* ASSIGNMENT 1
Copy the Nairobi Securities Exchange report word for word from "The withdrawal of" to "on market stability.".
* ASSIGNMENT 2
Carry on the Nairobi Securities Exchange report past its final sentence.

* EXCERPT PROVIDED
The Nairobi Securities Exchange(NSE) recorded a loss of KSh 92 billion on February 24th, 2022, following Russia’s invasion of Ukraine.
This is the most significant loss that NSE has made since March 2020, when the Covid Pandemic first struck.
In the recent past, foreign investors have been withdrawing from the market due to the uncertainties associated with the upcoming elections.
The withdrawal of the blue-chip stock, which are common with foreign investors, has pushed the bourse further down to a seven-month low.
Other Exchanges across Africa have also been affected. For instance, Johannesburg Stock Exchange All-Share index recorded a drop of 3.7 per cent, Egypt Stock Exchange’s EGX100 index was down by 7.3 per cent, and the Nigeria Stock Exchange declined by 0.1 per cent.
The latest Capital Markets Soundness Report (CMSR) Volume XXII mentions that with Russia’s invasion of Ukraine, coupled with the politics ahead of the August 2022 elections, the risk of volatility in the NSE indices remains a crucial concern on market stability.
Wyckliffe Shamiah, Chief Executive of Capital Markets Authority(CMA), said that the Russian-Ukraine crisis has injected shocks to the world economy with spillover effects witnessed in other economies, manifested mainly through commodity price hikes, impacting both monetary and fiscal policy decisions for Governments.
“Before the outbreak of the crisis, most key global macroeconomic variables were seen as returning to normalcy with the hope of resumption to pre-pandemic levels.
This was mainly anchored on the fact that Russia and Ukraine are large producers and exporters of essential food items, minerals and energy across the globe,” said Shamiah.

[Text-to-region grounding data]

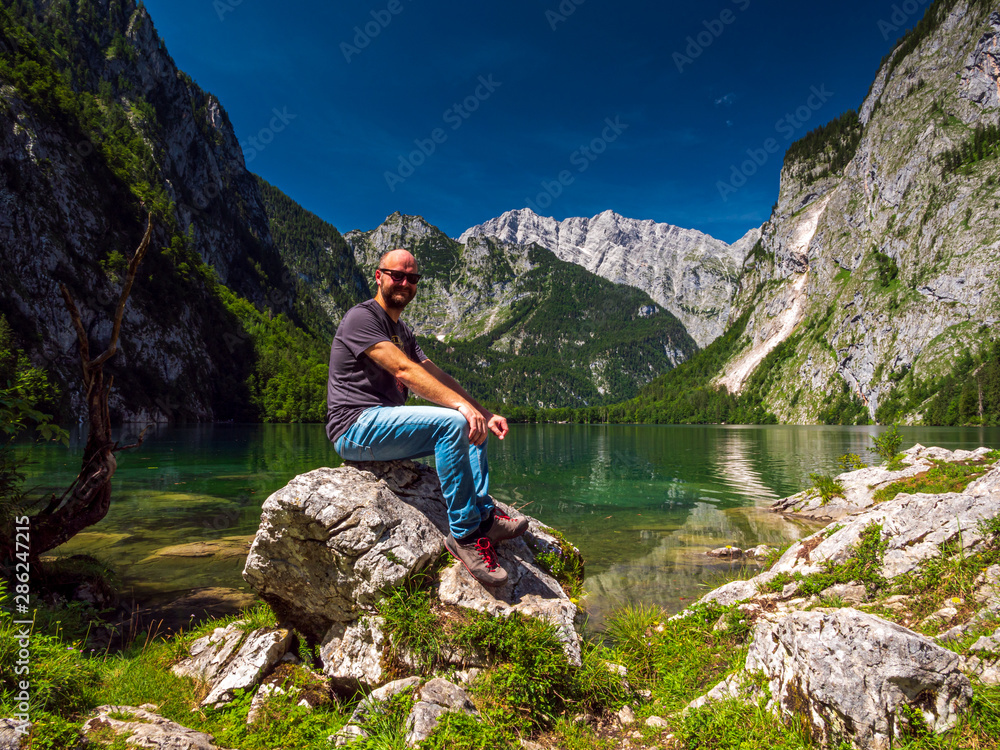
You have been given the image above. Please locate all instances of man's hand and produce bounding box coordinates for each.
[458,404,492,445]
[486,414,508,440]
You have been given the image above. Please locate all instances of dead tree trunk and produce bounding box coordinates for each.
[31,215,153,560]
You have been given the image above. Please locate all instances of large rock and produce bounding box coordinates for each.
[172,623,292,706]
[746,609,972,750]
[83,706,234,750]
[243,461,580,691]
[699,462,1000,606]
[406,677,478,747]
[771,443,990,521]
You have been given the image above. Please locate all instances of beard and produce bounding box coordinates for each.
[382,287,417,310]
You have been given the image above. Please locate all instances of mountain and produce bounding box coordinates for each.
[344,213,697,411]
[0,0,368,422]
[619,0,1000,424]
[459,208,760,347]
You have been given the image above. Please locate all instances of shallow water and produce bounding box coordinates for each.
[17,425,1000,629]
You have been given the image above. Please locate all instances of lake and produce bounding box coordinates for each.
[17,424,1000,630]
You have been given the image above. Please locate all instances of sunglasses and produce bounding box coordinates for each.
[378,268,420,286]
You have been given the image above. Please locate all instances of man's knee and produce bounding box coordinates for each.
[441,411,469,440]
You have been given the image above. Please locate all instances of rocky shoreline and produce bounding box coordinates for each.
[9,445,1000,750]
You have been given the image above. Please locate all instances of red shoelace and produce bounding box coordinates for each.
[476,536,497,573]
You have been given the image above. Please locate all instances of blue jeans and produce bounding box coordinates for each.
[333,406,493,539]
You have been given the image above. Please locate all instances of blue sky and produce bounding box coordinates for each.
[145,0,929,242]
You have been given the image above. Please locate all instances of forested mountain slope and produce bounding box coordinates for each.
[592,0,1000,424]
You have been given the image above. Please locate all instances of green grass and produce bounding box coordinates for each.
[809,472,844,505]
[762,523,889,596]
[872,460,992,503]
[0,517,1000,750]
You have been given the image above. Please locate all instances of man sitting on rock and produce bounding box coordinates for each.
[326,248,528,586]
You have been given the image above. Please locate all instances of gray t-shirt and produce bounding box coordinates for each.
[326,299,427,440]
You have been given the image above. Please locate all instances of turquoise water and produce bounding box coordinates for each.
[17,425,1000,628]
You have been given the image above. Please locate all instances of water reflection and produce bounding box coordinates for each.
[17,425,1000,627]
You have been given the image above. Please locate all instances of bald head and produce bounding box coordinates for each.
[378,247,417,272]
[375,247,420,321]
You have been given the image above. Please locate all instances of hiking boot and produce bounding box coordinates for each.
[444,534,507,588]
[486,511,528,544]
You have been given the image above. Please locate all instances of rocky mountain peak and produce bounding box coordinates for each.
[459,208,744,347]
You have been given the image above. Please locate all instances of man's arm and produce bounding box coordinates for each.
[420,359,508,440]
[365,341,494,445]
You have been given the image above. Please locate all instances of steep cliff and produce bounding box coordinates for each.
[716,0,1000,423]
[459,208,759,347]
[0,0,366,421]
[345,213,697,409]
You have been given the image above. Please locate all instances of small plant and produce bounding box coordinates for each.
[872,461,989,503]
[871,424,903,471]
[525,528,584,600]
[809,472,844,505]
[837,453,868,471]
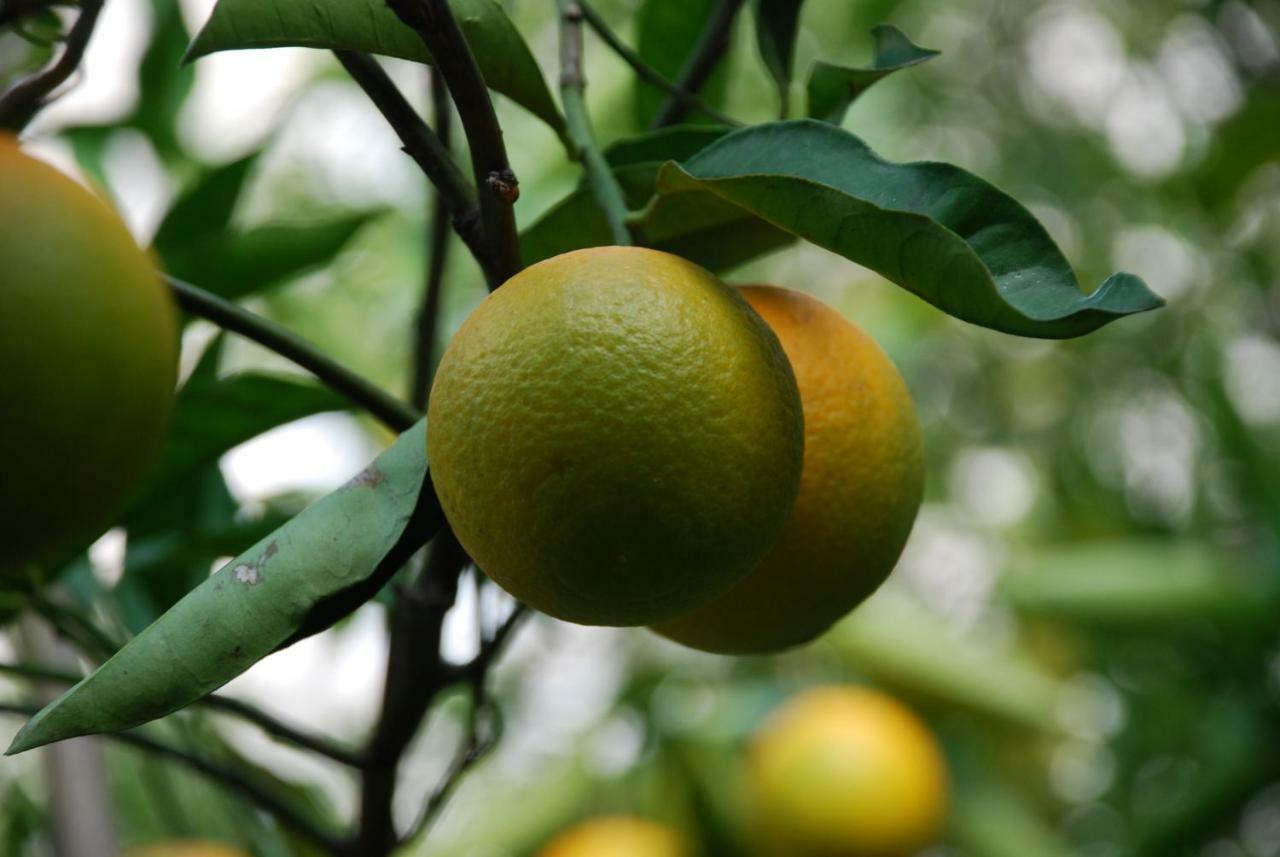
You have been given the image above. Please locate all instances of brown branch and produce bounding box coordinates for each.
[0,702,340,854]
[0,0,104,133]
[649,0,744,130]
[387,0,521,289]
[334,51,499,288]
[577,0,742,128]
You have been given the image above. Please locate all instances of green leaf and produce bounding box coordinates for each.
[751,0,804,115]
[809,24,940,125]
[658,119,1164,339]
[8,421,444,753]
[1004,540,1280,629]
[152,152,261,256]
[125,372,351,511]
[156,210,383,301]
[635,0,728,128]
[520,125,794,271]
[187,0,573,148]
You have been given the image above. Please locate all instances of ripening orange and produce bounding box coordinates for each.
[654,287,924,654]
[0,134,178,576]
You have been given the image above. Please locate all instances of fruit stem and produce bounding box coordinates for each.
[164,275,422,431]
[556,0,632,247]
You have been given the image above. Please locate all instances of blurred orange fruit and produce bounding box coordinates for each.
[428,247,804,625]
[538,816,694,857]
[748,687,947,857]
[654,287,924,654]
[0,134,178,573]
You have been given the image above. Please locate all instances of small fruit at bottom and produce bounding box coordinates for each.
[426,247,804,625]
[654,287,924,654]
[538,816,694,857]
[748,686,947,857]
[0,134,178,577]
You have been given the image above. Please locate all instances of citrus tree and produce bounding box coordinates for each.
[12,0,1269,856]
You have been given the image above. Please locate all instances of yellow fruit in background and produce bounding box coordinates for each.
[654,287,924,654]
[0,134,178,573]
[123,839,250,857]
[538,816,694,857]
[748,687,947,857]
[428,247,804,625]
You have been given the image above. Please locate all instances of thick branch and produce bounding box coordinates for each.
[0,702,339,853]
[649,0,742,129]
[164,275,422,431]
[334,51,497,288]
[349,528,467,857]
[388,0,521,283]
[556,0,631,246]
[577,0,742,127]
[0,0,104,133]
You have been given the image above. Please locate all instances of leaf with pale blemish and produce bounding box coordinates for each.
[8,421,444,753]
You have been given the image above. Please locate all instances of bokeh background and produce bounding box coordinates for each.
[0,0,1280,857]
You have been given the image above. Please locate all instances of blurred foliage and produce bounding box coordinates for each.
[0,0,1280,857]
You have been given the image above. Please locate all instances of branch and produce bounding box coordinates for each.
[577,0,742,128]
[351,528,467,856]
[387,0,521,283]
[649,0,742,130]
[164,275,422,431]
[410,72,455,412]
[334,51,500,288]
[556,0,631,247]
[0,702,339,853]
[0,0,104,133]
[401,602,529,845]
[0,663,360,767]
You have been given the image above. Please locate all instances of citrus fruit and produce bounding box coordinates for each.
[538,816,692,857]
[748,686,947,857]
[124,839,250,857]
[654,287,924,654]
[426,247,804,625]
[0,136,178,572]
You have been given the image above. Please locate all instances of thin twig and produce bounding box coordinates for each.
[334,51,498,288]
[0,702,340,853]
[649,0,744,130]
[0,0,104,133]
[387,0,521,283]
[410,72,453,412]
[401,601,529,844]
[164,275,422,431]
[0,663,360,767]
[556,0,631,246]
[577,0,742,128]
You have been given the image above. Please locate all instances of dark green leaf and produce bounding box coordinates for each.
[635,0,728,128]
[187,0,572,148]
[156,211,381,301]
[658,119,1164,339]
[128,0,196,159]
[751,0,804,114]
[125,373,351,514]
[809,24,938,125]
[520,125,794,271]
[8,421,443,753]
[154,152,260,256]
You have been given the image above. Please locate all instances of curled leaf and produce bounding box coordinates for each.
[658,119,1164,339]
[809,24,940,125]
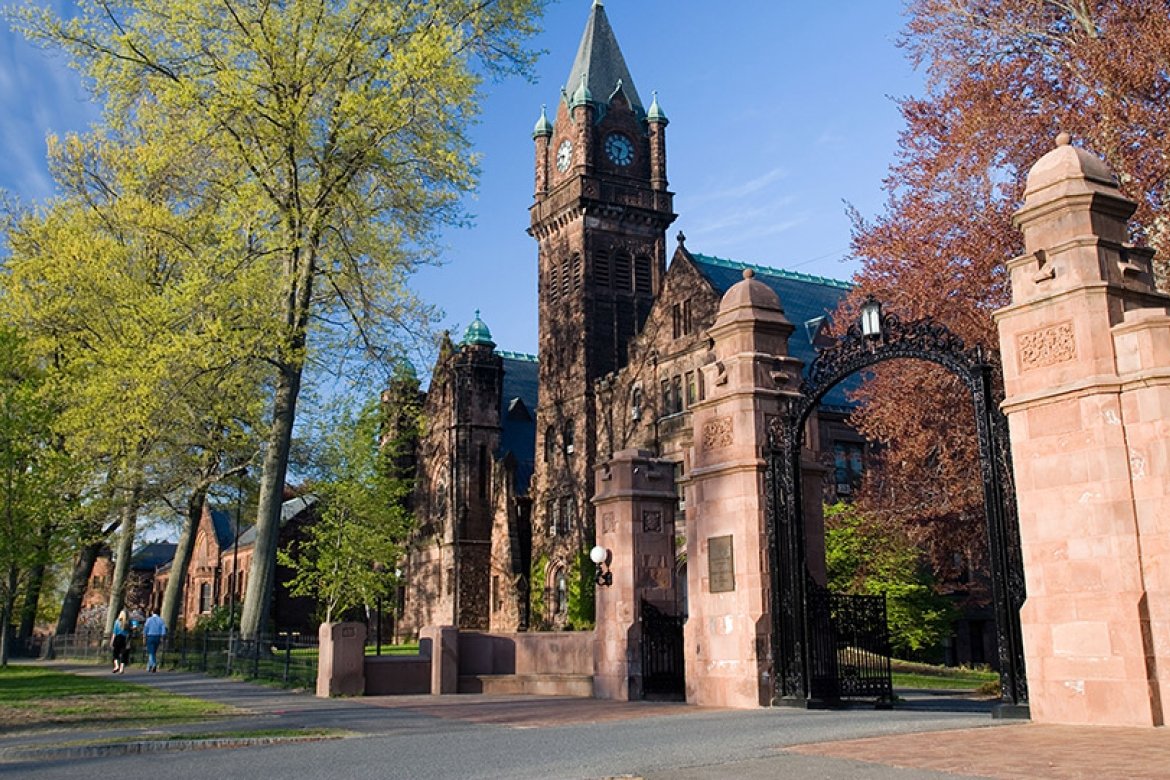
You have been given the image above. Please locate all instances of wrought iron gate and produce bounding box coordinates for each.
[808,585,894,705]
[642,601,686,697]
[765,302,1027,706]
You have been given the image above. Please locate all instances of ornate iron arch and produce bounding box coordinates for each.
[766,315,1027,707]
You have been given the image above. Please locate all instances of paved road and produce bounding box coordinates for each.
[0,668,1016,780]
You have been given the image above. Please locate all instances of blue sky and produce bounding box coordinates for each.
[0,0,922,360]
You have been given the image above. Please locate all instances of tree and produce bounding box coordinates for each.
[277,395,419,623]
[2,132,271,633]
[0,327,70,665]
[825,503,956,658]
[838,0,1170,573]
[10,0,545,636]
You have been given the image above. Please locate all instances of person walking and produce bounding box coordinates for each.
[143,609,166,671]
[111,609,130,675]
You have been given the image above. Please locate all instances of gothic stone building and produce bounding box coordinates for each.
[401,2,862,635]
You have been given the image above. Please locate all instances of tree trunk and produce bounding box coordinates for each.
[159,486,207,635]
[0,566,20,667]
[240,366,301,639]
[16,523,53,642]
[56,539,105,636]
[105,485,142,636]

* ANSWER AREA 1
The withdrawal of the blue-chip stock, which are common with foreign investors, has pushed the bourse further down to a seven-month low.
Other Exchanges across Africa have also been affected. For instance, Johannesburg Stock Exchange All-Share index recorded a drop of 3.7 per cent, Egypt Stock Exchange’s EGX100 index was down by 7.3 per cent, and the Nigeria Stock Exchange declined by 0.1 per cent.
The latest Capital Markets Soundness Report (CMSR) Volume XXII mentions that with Russia’s invasion of Ukraine, coupled with the politics ahead of the August 2022 elections, the risk of volatility in the NSE indices remains a crucial concern on market stability.

* ANSWER AREA 2
This, coupled with pandemic induced global supply chain challenges, has resulted in sizeable economic and financial shocks, particularly in commodity markets, with the prices of oil, gas and wheat soaring.
On market performance, the Kenyan capital markets recorded mixed fortunes in the soundness indicators during the Q1, 2022 period under review.
“Average foreign trading in the equity market was 54.88%, down from 57.73% recorded in the previous quarter. A net equity outflow of KSh 1.69 billion was recorded in the same period, an improvement, compared to an outflow of KSh 5.32 billion, in spite of the impact of the Russian invasion to Ukraine during the quarter,” said Luke E. Ombara, CMA Director for Policy and Market Development.
The turnover ratio averaged 0.35%, down from 0.46% recorded in the previous quarter, signalling persistently low liquidity levels.
“Despite a relatively volatile macroeconomic environment, we continue to encourage increased investment in the domestic market by both institutional and retail investors as the success of our markets greatly depends on our involvement across all asset classes,” said Ombara.